* **作業内容**:
**A)** 次の(i)〜(iii)が車間距離制御装置の抜粋の内容と合っているか、それぞれ「はい」か「いいえ」で答え、判断の決め手となる抜粋中の語句をそのまま引用してください。
(i) レーダ装置1は、先行車と自車との車間距離、方向及び相対速度を計測する。
(ii) 車速センサ5は、ステアリングの操舵角度を検出する。
(iii) ブレーキスイッチ10は、フットブレーキ操作が行われたときにACC−ECU2の動作を解除する。
**B)** 車間距離制御装置の抜粋から、「図1は、本発明の一実施の形態に係る車間距離制御装置のシステム構成を示す図である。」で始まり「チ14とから構成されている。」で終わる部分を、終わりの語句も含めて一字も変えずに書き写してください。
**C)** 車間距離制御装置の抜粋について、次の問いに短く答えてください。
(i) ACC−ECU2のメイン電源をON−OFF操作するためのものは何か。
(ii) 車線変更の直前に点滅されるターンシグナルの操作を検出するものは何か。
(iii) 表示器6は、ACC−ECU2の作動状態として何を運転者に報知するか。

* **提示された抜粋**:
+--

図1は、本発明の一実施の形態に係る車間距離制御装置のシステム構成を示す図である。
【0017】
図1に示すように、車間距離制御装置は、先行車と自車との車間距離、方向及び相対速度を計測するレーザ方式や電波方式のレーダ装置1と、ACCシステム全体を制御するACC−ECU(電子制御ユニット)2と、スロットル開度を制御して車両の走行車速を調節するスロットルアクチュエー夕3と、先行車と自車との相対速度が大きいときなどのスロットルを閉じるだけでは減速効果が不十分なときにより大きく減速するためのギヤシフトダウンを制御するAT−ECU4と、自車の走行車速を検出する車速センサ5と、ACC−ECU2の作動状態として自車の走行状態や設定車速等を運転者に報知する表示器6と、先行車に接近するときの相対速度が大きく運転者にフットブレーキによる減速操作を促すように報知する警報ブザー7と、ACC−ECU2のメイン電源をON−OFF操作するためのメインスイッチ8と、フットブレーキ操作が行われたときにACC−ECU2の動作を解除するためのブレーキスイッチ10と、例えば自動的に追従制御モードを開始したこと表す音声信号を合成して運転者に報知する音声合成出力装置11と、車線変更の直前に点滅されるターンシグナルの操作を検出するウインカスイッチ12と、ステアリングの操舵角度を検出する操舵角センサ13と、自動による定速走行制御モード及び追従制御モードを解除して中止する解除スイッチ14とから構成されている。

+--

* **データ記録**:
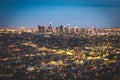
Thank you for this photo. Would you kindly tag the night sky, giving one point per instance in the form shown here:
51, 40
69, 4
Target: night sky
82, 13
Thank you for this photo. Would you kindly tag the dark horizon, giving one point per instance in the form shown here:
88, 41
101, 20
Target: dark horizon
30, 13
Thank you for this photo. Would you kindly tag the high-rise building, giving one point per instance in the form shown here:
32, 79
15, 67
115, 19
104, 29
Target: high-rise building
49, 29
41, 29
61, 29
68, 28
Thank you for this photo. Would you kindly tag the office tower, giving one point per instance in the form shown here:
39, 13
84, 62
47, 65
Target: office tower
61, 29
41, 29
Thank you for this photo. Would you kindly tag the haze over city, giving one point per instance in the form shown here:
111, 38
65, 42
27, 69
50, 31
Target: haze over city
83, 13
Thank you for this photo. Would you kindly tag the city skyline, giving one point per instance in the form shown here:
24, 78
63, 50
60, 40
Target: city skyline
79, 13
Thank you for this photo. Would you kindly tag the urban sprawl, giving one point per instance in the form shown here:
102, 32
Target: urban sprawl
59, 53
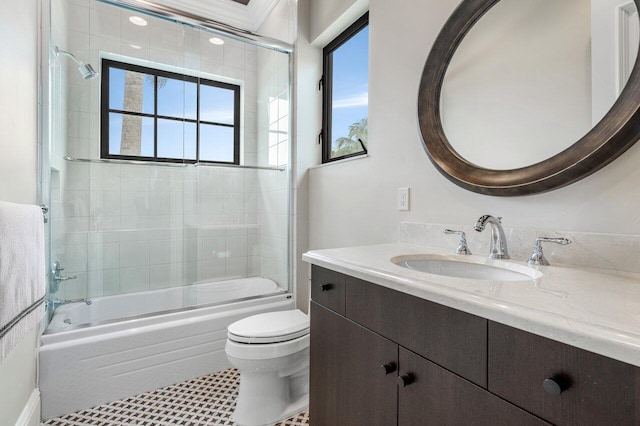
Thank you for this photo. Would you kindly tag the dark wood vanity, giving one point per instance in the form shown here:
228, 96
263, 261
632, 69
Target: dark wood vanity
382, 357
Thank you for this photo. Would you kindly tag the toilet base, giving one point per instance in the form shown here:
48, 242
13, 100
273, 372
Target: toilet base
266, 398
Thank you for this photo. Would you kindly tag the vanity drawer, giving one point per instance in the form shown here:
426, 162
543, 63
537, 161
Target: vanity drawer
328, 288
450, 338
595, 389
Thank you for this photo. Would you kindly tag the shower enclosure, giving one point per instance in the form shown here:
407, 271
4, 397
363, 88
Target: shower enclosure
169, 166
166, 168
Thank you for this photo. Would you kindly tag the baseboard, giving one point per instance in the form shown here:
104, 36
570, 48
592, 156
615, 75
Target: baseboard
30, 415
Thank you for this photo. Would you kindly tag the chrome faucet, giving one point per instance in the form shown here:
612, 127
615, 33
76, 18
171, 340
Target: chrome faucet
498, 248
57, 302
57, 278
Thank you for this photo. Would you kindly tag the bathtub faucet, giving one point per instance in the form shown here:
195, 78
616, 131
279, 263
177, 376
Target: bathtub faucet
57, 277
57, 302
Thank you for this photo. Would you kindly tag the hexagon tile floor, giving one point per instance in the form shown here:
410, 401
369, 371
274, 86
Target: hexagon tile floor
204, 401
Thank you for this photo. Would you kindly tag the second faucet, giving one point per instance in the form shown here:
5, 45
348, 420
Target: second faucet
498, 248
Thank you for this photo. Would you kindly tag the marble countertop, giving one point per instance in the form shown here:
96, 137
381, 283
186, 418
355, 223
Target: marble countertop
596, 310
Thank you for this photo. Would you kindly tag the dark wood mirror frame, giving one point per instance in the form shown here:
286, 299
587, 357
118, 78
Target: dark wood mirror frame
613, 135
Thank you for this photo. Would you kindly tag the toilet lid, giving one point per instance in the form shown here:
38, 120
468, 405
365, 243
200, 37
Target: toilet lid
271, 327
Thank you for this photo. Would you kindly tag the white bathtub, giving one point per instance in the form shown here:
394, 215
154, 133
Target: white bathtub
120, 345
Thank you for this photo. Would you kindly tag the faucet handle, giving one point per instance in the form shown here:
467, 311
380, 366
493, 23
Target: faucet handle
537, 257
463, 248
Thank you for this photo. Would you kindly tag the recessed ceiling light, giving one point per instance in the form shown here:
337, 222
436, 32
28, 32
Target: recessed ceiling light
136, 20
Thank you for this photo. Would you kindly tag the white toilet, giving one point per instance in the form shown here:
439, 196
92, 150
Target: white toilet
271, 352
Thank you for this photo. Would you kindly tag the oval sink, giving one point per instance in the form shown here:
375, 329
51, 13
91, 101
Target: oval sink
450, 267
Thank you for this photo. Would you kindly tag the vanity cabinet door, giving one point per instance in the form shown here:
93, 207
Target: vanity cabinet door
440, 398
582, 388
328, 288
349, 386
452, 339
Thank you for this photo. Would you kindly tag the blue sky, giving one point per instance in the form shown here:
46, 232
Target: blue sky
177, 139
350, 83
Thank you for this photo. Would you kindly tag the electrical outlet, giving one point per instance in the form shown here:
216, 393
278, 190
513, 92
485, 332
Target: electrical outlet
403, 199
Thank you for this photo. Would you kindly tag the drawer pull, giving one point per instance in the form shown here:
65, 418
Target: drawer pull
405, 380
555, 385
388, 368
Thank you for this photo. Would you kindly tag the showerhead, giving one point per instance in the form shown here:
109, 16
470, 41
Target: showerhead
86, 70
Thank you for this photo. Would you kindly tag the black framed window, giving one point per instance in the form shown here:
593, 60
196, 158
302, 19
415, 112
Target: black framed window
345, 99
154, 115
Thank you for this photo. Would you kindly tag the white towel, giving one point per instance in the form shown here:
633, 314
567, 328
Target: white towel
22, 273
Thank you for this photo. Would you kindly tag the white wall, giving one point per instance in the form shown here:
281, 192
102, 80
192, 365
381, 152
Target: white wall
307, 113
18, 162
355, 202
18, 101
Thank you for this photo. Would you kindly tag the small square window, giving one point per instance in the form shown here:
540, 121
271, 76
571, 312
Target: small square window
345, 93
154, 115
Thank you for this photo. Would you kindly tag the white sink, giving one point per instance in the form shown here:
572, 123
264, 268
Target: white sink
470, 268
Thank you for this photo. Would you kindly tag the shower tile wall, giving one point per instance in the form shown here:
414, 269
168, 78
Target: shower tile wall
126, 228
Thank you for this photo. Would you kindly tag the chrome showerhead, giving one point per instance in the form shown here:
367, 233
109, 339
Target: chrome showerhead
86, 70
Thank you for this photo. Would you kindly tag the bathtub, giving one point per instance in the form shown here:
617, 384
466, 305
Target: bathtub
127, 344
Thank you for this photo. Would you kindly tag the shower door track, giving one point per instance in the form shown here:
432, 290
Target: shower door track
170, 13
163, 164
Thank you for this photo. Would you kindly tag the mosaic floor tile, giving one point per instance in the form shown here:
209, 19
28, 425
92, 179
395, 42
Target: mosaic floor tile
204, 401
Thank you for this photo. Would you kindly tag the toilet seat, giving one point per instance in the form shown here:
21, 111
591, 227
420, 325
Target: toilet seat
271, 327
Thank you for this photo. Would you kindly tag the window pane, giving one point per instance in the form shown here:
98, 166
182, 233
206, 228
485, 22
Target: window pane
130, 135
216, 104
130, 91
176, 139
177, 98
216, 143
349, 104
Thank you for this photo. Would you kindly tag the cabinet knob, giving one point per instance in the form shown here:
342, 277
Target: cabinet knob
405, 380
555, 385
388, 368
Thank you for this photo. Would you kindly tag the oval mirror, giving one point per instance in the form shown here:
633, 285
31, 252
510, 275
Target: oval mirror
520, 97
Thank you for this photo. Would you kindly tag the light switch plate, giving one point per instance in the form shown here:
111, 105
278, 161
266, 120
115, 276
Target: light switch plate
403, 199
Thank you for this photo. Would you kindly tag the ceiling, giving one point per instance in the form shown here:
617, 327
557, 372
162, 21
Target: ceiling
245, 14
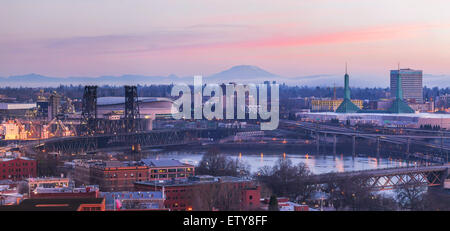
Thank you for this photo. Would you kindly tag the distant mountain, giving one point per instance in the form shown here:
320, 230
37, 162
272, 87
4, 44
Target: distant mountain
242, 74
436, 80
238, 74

+--

* **解答**:
**A)**
(i) はい。「先行車と自車との車間距離、方向及び相対速度を計測するレーザ方式や電波方式のレーダ装置1」
(ii) いいえ。「自車の走行車速を検出する車速センサ5」、「ステアリングの操舵角度を検出する操舵角センサ13」
(iii) はい。「フットブレーキ操作が行われたときにACC−ECU2の動作を解除するためのブレーキスイッチ10」

**B)**
図1は、本発明の一実施の形態に係る車間距離制御装置のシステム構成を示す図である。
【0017】
図1に示すように、車間距離制御装置は、先行車と自車との車間距離、方向及び相対速度を計測するレーザ方式や電波方式のレーダ装置1と、ACCシステム全体を制御するACC−ECU(電子制御ユニット)2と、スロットル開度を制御して車両の走行車速を調節するスロットルアクチュエー夕3と、先行車と自車との相対速度が大きいときなどのスロットルを閉じるだけでは減速効果が不十分なときにより大きく減速するためのギヤシフトダウンを制御するAT−ECU4と、自車の走行車速を検出する車速センサ5と、ACC−ECU2の作動状態として自車の走行状態や設定車速等を運転者に報知する表示器6と、先行車に接近するときの相対速度が大きく運転者にフットブレーキによる減速操作を促すように報知する警報ブザー7と、ACC−ECU2のメイン電源をON−OFF操作するためのメインスイッチ8と、フットブレーキ操作が行われたときにACC−ECU2の動作を解除するためのブレーキスイッチ10と、例えば自動的に追従制御モードを開始したこと表す音声信号を合成して運転者に報知する音声合成出力装置11と、車線変更の直前に点滅されるターンシグナルの操作を検出するウインカスイッチ12と、ステアリングの操舵角度を検出する操舵角センサ13と、自動による定速走行制御モード及び追従制御モードを解除して中止する解除スイッチ14とから構成されている。

**C)**
(i) メインスイッチ8
(ii) ウインカスイッチ12
(iii) 自車の走行状態や設定車速等